Assignment 1: Repeat, word for word, the part of the post below about facing the fall that begins at the words "Hope needs a" and stops after the words "thinking about this?".
Assignment 2: In the post below about facing the fall, which show are the writer and Hope binge watching, and on what service?
Assignment 3: What is the Spanish translation of this sentence from the post below about facing the fall: "I recently started the couch to 5K program to see if I can build up to more time outdoors during the winter and fall months."

I buy the groceries, typically over 2-3 quick outings a week. We see most of our doctors online, but we have had several in person visits, including more frequent visits as of late. We’ve “risk splurged” and gone to the beauty supply store and a recent trip to Ulta to just…browse. I’ve hit Michael’s a couple of times for yarn. I’ve gone out to happy hour/dinner (outside only) with my podmates maybe 7 times (roughly once a month) and I recently started seeing someone and because of concerns about risk, we mostly hang out at his place.

Now that I write it out, it seems maybe like a lot, but it really hasn’t felt like it. Hope has definitely had more time outside of the house than me. She’s worked two jobs during this time, and at one point was out of the house nearly everyday. Both jobs are in the rear view now and she has withdrawn from school for the rest of the semester.

Hope is the epitome of a homebody. She will stay in pjs for days, snacking in bed (and sleeping with the litter of wrappers), and happily go down Tik Tok/YouTube video rabbit holes if I let her. While she might genuinely want to be more social, she can be content chillaxing in her adult onsie.

I like having the choice of staying home, but I’m social. I appreciate being out and about. I’m frankly worried about my emotional health going into the fall. I don’t feel like I have that many choices, and zoom and MS Teams are just stand ins. It honestly feels like things are closing in.

I’ve pulled out my therapy light. I’ve got several craft projects, and I’ve finally logged into some of the free movie apps. I recently started the couch to 5K program to see if I can build up to more time outdoors during the winter and fall months. Hope and I are binge watching Lucifer on Netflix, and I’m sure I’ll find something else for us to watch when we’re done.

Hope needs a lot of attention and nurturing right now. It’s been a rough few months. She’s doing great, but I’m worried about what if I can’t be what she needs during the dark months ahead? What if I go down my own rabbit hole? It’s not like I can call family for back up because of the pandemic. I mean, sure they will come if things are really necessary, but at what point is that? I haven’t really developed comfort with going away for a weekend–I worry about COVID exposure. We probably will for the holidays, along with pre-travel testing.

I am also worried about the upcoming US election, the fall out, these whackadoodle “militia” groups and just chaos. There was a “proud boys” gathering less than 2 miles from my home this week. Should I, too, stock up on weapons? Can goods? Am I even crazy for thinking about this?

So the fall, it’s here and…I’m fretting.


Looking Forward

This week I received a blast email from Hope’s college president explaining the institution’s decision-making regarding coming back to campus. It was like 5 paragraphs long, and in my opinion, the major takeaway is that it’s very unlikely that Hope will be returning to in person classes in the spring semester.

Data shown:
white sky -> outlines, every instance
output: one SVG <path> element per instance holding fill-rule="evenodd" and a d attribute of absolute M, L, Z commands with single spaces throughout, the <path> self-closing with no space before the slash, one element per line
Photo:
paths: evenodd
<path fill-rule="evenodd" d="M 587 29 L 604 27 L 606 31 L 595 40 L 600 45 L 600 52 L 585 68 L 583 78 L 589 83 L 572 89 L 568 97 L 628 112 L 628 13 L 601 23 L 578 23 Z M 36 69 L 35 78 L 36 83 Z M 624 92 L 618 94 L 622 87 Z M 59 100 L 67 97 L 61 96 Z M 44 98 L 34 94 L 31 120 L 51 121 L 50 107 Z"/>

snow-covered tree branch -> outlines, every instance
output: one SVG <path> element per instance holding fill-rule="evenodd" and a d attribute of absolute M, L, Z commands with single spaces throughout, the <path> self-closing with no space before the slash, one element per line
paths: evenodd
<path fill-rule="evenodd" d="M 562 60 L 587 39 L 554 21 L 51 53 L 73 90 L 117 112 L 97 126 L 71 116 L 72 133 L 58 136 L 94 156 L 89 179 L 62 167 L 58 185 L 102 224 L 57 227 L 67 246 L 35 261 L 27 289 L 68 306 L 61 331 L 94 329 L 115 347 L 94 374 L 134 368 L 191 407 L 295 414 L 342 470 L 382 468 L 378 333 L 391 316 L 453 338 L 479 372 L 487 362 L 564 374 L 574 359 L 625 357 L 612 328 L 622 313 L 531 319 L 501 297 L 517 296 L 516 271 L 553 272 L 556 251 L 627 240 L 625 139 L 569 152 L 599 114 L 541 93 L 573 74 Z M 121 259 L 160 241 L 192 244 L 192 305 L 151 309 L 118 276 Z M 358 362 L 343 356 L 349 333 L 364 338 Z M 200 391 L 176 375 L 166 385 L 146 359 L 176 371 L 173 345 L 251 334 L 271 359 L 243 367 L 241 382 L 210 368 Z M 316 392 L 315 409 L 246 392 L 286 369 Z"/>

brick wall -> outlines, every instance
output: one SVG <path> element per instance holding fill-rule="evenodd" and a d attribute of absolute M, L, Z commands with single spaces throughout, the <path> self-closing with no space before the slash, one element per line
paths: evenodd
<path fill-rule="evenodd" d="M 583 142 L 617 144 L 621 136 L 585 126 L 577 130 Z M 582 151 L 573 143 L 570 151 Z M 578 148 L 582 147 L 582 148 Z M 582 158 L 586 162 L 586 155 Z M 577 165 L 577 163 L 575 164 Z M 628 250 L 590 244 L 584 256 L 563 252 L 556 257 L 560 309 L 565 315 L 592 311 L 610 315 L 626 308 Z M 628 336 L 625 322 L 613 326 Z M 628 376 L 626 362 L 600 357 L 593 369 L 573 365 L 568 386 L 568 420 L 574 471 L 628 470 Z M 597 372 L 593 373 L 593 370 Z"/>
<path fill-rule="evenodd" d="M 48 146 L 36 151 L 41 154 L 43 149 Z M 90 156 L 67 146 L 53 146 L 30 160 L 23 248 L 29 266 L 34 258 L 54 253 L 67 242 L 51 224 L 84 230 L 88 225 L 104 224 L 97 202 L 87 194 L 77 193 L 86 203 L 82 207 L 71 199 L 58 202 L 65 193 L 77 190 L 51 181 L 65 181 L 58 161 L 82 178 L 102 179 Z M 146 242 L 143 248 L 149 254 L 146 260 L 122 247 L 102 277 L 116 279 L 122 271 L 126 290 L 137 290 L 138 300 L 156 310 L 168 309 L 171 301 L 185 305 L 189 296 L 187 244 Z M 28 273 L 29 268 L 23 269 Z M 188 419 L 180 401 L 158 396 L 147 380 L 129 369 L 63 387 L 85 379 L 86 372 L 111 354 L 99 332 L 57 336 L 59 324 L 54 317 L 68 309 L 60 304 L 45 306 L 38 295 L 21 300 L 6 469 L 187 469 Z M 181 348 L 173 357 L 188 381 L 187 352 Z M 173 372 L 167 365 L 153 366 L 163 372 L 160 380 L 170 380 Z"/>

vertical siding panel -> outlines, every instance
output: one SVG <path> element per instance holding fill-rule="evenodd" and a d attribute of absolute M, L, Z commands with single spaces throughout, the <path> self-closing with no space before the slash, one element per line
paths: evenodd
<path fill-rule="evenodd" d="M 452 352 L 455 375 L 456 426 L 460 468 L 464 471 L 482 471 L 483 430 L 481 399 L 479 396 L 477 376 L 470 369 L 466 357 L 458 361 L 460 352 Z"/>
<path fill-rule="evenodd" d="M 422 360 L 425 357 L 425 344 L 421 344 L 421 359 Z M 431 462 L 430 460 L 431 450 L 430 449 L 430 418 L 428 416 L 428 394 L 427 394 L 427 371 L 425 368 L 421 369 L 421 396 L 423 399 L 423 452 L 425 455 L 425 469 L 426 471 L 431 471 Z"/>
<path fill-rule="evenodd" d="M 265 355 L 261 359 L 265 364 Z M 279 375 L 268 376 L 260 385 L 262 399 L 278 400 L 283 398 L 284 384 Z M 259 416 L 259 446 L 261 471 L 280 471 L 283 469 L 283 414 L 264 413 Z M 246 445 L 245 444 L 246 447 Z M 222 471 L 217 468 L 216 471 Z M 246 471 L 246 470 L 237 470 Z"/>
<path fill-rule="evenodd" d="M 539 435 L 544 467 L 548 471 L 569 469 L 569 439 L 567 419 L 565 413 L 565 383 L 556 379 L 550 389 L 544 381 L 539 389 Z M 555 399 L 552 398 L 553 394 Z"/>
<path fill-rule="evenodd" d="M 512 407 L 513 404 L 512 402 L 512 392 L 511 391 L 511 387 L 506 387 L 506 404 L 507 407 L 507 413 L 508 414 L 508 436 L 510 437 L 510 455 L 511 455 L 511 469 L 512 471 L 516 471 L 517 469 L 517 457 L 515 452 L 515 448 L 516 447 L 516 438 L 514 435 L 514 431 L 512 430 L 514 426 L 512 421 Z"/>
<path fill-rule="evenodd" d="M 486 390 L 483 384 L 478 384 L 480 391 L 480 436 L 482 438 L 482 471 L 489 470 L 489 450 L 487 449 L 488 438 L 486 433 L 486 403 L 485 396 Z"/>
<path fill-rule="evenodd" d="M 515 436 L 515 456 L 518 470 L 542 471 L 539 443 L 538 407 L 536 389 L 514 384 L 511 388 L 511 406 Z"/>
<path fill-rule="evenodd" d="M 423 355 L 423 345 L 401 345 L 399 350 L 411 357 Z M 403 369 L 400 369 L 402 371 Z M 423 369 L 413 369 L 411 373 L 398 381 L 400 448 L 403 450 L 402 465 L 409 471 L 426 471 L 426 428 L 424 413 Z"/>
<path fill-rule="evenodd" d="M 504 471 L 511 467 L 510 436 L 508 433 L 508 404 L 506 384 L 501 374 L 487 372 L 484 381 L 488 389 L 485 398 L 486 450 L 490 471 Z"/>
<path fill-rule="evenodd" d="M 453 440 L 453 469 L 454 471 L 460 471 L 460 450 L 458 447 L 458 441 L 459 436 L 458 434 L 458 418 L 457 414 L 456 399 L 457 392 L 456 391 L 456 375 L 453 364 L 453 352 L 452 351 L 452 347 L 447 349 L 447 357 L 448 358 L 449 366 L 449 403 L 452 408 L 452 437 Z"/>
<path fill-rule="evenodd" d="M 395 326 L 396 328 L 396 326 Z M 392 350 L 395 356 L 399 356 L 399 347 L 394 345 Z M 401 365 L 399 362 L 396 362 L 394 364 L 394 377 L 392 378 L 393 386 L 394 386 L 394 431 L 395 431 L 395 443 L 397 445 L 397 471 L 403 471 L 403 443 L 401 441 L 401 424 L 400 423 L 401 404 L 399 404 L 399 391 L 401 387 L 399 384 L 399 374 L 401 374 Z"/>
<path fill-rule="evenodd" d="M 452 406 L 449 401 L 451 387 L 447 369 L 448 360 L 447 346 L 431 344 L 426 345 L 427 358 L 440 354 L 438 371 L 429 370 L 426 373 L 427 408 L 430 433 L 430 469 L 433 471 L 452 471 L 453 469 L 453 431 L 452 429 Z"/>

Your solution 1:
Hope needs a lot of attention and nurturing right now. It’s been a rough few months. She’s doing great, but I’m worried about what if I can’t be what she needs during the dark months ahead? What if I go down my own rabbit hole? It’s not like I can call family for back up because of the pandemic. I mean, sure they will come if things are really necessary, but at what point is that? I haven’t really developed comfort with going away for a weekend–I worry about COVID exposure. We probably will for the holidays, along with pre-travel testing.

I am also worried about the upcoming US election, the fall out, these whackadoodle “militia” groups and just chaos. There was a “proud boys” gathering less than 2 miles from my home this week. Should I, too, stock up on weapons? Can goods? Am I even crazy for thinking about this?

Your solution 2: Lucifer, on Netflix.

Your solution 3: Hace poco empecé el programa couch to 5K para ver si puedo ir aumentando el tiempo al aire libre durante los meses de invierno y otoño.